In the museum entry for the wampum belt below, what materials are listed for the object?

[Text under study]

================================

Wampum Belt
Kaley Fournier, Mohegan / American, born 1998
2022
Wampum beads, sinew, and deerskin leather mounted on cedar
Overall: 5 3/16 × 32 11/16 × 5 5/8 in. (13.2 × 83 × 14.3 cm)
Hood Museum of Art, Dartmouth: Gift of the Mohegan people to Dartmouth College. Transferred by the Office of the President, Dartmouth College
2022.24
Geography
Place Made: United States, North America
Period
21st century
Object Name
Belt
Research Area
Native American
Not on view
Inscriptions
Signed, on reverse, upper left corner, in black ink: KF Mohegan / 22
Label
Wampum has long been exchanged between Indigenous and other nations. Differing from written treaties, wampum signifies the beginning of a living relationship between two parties and their intention to continually discuss and revisit their mutual obligation to one another.
In April 2022, the Mohegan Tribe presented this wampum belt to Dartmouth College when Dartmouth repatriated Samson Occom’s papers. Occom was a citizen of the Mohegan Tribe and a Presbyterian cleric who traveled to England to raise the funds for Dartmouth’s founding. Without Occom’s efforts, Dartmouth would not exist. According to Mohegan Medicine Woman Melissa Tantaquidgeon Zobel, the purple beads signify a history of conflict, and the white beads symbolize cleansing. Thus, this belt “is a joining of two peoples who have been in conflict but are now one in friendship.”
From the 2022 exhibition Historical Imaginary, curated by Michael Hartman, Jonathan Little Cohen Associate Curator of American Art
Course History
Film Studies 42.23, Travelers and Tourists, Heidi Denzel, Spring 2023
History 63.02, Reading Artifacts: The Material Culture of Science, Whitney Barlow Robles, Spring 2023
Exhibition History
Historical Imaginary, Luise and Morton Kaish Gallery, Hood Museum of Art, Dartmouth College, Hanover, New Hampshire, December 17, 2022-November 12, 2023.

================================

[Data extracted from a collection]

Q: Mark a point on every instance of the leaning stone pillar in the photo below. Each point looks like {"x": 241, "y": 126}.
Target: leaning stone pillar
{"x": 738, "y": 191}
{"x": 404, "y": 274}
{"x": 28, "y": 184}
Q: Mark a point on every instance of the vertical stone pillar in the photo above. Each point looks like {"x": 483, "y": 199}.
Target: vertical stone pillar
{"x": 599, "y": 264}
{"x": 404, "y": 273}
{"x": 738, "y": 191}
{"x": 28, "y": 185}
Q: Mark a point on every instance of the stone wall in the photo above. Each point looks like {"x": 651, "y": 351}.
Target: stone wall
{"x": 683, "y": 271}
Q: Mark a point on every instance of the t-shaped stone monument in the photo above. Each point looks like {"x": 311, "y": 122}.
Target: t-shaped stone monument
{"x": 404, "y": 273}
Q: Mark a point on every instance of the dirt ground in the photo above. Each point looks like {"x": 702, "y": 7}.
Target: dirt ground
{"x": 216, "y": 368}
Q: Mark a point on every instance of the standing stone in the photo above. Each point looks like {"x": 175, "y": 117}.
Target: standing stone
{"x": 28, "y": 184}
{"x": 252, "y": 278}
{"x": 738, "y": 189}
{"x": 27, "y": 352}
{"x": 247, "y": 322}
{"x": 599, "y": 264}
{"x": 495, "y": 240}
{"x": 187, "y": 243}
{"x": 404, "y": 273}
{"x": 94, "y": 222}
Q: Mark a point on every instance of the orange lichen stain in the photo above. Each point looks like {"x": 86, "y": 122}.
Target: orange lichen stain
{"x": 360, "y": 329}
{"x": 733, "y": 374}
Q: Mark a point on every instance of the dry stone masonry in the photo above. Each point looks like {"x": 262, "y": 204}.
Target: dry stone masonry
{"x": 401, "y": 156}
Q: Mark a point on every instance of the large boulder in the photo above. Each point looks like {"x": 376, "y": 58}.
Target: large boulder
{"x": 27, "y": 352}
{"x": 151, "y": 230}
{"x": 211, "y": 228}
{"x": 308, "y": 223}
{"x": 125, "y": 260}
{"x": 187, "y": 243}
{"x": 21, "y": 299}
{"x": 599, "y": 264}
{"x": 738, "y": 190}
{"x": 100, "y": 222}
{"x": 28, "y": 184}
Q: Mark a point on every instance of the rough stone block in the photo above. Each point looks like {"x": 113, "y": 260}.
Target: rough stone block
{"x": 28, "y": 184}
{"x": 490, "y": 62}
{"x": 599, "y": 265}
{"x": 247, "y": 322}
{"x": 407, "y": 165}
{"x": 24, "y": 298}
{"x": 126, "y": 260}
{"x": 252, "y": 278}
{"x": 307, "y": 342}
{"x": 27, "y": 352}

================================

[Answer space] Wampum beads, sinew, deerskin leather, cedar